BEGIN Stored records

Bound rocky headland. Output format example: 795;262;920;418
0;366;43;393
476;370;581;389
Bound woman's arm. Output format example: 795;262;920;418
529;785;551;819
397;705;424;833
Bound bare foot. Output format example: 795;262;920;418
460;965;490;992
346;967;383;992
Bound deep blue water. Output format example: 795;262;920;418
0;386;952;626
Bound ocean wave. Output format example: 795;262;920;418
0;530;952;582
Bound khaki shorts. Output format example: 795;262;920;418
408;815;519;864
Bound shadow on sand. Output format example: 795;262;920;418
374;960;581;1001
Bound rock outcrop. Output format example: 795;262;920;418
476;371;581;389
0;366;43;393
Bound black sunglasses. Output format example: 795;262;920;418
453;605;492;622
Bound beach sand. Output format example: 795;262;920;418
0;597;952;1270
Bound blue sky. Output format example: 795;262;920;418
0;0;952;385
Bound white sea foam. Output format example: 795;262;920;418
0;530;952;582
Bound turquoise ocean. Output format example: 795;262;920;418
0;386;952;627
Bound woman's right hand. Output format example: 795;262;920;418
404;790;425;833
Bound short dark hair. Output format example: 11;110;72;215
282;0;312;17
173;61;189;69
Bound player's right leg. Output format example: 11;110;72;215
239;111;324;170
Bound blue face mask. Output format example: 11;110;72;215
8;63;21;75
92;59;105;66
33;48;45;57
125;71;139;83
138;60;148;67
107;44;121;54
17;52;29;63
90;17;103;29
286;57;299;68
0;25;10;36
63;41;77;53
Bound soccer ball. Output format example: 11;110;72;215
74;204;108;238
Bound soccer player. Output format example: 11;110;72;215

END Stored records

Render the lines of the material from the one containing "Bound soccer ball." through the end of the material as a JSON list of strings, one string per line, leaving out blank lines and including both ends.

**Written reply:**
[
  "Bound soccer ball. Output format example: 11;110;72;215",
  "74;204;108;238",
  "Bound soccer player. Output format example: 11;110;72;215"
]